• [Collection entries]:
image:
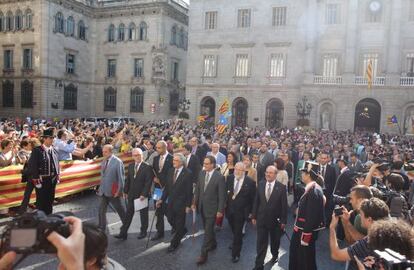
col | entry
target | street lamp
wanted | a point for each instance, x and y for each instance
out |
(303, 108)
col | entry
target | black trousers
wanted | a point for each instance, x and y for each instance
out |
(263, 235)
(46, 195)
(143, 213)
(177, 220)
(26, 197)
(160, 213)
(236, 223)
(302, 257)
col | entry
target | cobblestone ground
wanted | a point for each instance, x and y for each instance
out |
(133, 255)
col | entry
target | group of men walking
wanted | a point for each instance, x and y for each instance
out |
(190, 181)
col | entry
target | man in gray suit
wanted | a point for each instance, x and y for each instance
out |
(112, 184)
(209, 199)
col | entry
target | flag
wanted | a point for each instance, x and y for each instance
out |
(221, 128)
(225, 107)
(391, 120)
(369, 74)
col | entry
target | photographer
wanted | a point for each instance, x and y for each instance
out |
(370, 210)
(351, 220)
* * *
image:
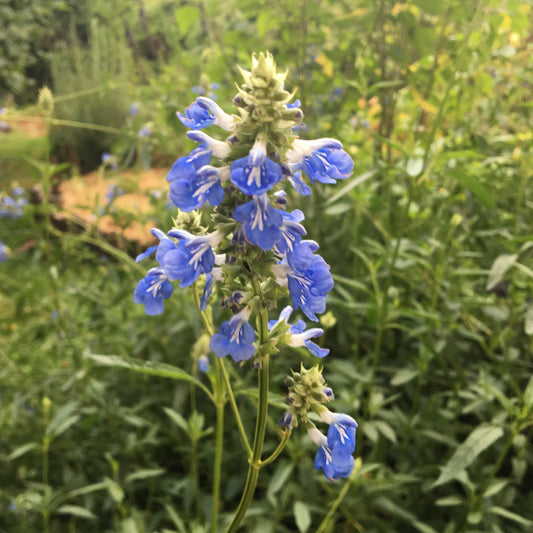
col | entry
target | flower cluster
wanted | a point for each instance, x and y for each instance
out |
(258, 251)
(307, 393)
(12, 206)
* * *
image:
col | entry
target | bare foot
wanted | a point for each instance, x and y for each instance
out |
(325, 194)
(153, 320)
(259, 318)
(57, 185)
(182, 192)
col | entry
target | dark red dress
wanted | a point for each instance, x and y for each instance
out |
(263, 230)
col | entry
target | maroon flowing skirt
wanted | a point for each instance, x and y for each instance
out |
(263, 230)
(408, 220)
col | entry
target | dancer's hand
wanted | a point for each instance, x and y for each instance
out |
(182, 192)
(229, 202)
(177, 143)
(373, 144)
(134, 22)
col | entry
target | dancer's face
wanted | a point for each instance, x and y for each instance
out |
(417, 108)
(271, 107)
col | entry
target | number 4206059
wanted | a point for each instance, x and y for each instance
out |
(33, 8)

• [Problem to solve]:
Pull out every line in the items above that contains the word "dancer". Letter case counts.

• [The answer]:
target | dancer's hand
target | dancer's face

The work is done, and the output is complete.